_What you have to do_: Put the listing from its start through the line containing "[63,233,241,290]", including that line, into a numbered list. Leave out blank lines and the pictures.
◆ ◆ ◆ ◆ ◆ ◆ ◆
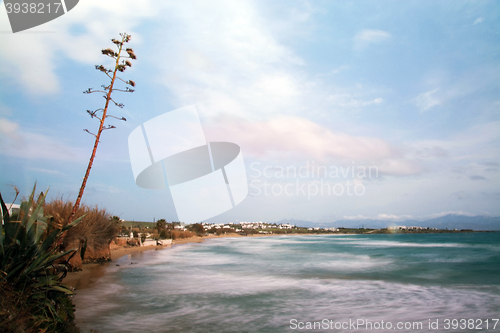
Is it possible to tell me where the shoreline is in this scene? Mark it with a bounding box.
[63,230,480,290]
[62,233,244,290]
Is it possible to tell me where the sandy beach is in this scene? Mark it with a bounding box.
[63,233,241,290]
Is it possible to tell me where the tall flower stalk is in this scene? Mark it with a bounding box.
[69,33,136,222]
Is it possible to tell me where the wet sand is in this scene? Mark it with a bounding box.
[63,233,242,290]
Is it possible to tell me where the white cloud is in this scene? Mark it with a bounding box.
[413,88,442,112]
[473,17,484,25]
[328,93,384,108]
[354,29,391,50]
[205,116,422,176]
[332,65,351,74]
[0,0,154,95]
[151,1,309,119]
[377,214,413,220]
[0,118,82,161]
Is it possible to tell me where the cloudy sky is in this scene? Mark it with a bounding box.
[0,0,500,222]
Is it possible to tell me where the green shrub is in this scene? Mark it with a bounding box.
[0,188,81,332]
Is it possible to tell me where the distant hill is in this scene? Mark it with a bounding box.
[276,214,500,231]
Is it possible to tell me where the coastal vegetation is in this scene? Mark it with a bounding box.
[0,33,137,332]
[69,33,137,222]
[0,188,82,332]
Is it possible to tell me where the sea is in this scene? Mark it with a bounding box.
[74,232,500,333]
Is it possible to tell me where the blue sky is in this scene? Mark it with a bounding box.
[0,0,500,222]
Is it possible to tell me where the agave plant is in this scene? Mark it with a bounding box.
[0,185,81,332]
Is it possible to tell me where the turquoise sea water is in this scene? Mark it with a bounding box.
[75,233,500,332]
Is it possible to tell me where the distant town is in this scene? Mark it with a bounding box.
[122,220,474,236]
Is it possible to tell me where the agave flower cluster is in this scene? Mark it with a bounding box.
[70,33,137,221]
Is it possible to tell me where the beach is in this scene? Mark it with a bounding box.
[70,233,500,333]
[63,233,242,290]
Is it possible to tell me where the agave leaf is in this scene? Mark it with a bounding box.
[38,229,60,253]
[62,214,86,231]
[25,249,76,274]
[35,221,47,244]
[51,285,73,295]
[0,193,10,245]
[26,189,49,230]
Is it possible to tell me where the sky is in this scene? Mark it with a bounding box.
[0,0,500,222]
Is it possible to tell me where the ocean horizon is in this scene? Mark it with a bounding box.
[74,232,500,332]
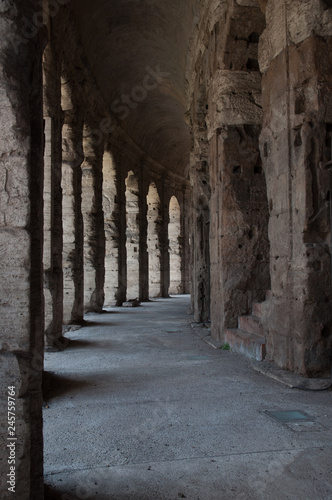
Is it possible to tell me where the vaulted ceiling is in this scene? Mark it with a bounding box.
[72,0,199,174]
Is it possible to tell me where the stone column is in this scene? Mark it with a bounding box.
[190,63,211,322]
[168,195,182,294]
[260,0,332,376]
[43,42,64,350]
[0,1,44,500]
[206,2,270,339]
[126,170,140,301]
[138,164,149,302]
[62,81,84,324]
[82,125,105,313]
[103,146,120,307]
[114,153,127,306]
[191,155,210,322]
[147,182,161,297]
[182,186,192,294]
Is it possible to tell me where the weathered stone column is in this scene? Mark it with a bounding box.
[103,146,120,307]
[206,2,270,339]
[0,1,46,500]
[260,0,332,376]
[126,170,140,301]
[114,153,127,306]
[138,163,149,302]
[168,195,182,294]
[191,160,210,322]
[62,81,84,324]
[160,181,170,298]
[182,186,192,294]
[43,42,64,349]
[189,65,211,322]
[82,125,105,313]
[147,182,161,297]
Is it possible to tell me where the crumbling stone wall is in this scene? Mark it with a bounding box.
◆ ◆ ◆ ◆ ◆ ◆ ◆
_Written solution_:
1. Is it possible to tell me where the shoreline is in this scene? Mark it with a bounding box.
2. [63,230,480,290]
3. [62,233,244,290]
4. Is it possible to tell me where the sandy beach is in this scene? Mark it with a bounding box.
5. [63,233,241,290]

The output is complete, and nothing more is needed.